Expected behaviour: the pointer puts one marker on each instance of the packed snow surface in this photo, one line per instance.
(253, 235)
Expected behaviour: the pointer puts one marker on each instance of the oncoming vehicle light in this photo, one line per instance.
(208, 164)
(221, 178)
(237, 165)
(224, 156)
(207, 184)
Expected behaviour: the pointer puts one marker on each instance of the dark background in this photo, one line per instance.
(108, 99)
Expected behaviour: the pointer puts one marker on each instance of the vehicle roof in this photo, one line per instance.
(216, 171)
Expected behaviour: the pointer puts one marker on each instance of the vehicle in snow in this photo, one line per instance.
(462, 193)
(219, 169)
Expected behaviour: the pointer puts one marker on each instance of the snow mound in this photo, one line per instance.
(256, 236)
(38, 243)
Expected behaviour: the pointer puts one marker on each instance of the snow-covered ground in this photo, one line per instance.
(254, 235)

==========

> _Problem_
Beginning at the line that contains "snow in this photo, one line per instance." and ending at the last line above, copy each line without any change.

> _Reply_
Expected behaviour: the pointer puts one marker on each instance of the vehicle in snow in this photo, one line per instance.
(462, 193)
(219, 169)
Expected behaviour: the pointer puts one marker on each instance of the snow mound in this photo, one line per instance.
(256, 236)
(38, 243)
Expected behaviour: the pointer puts one marker on each instance of the snow-covered ground in this photo, one line per instance.
(254, 235)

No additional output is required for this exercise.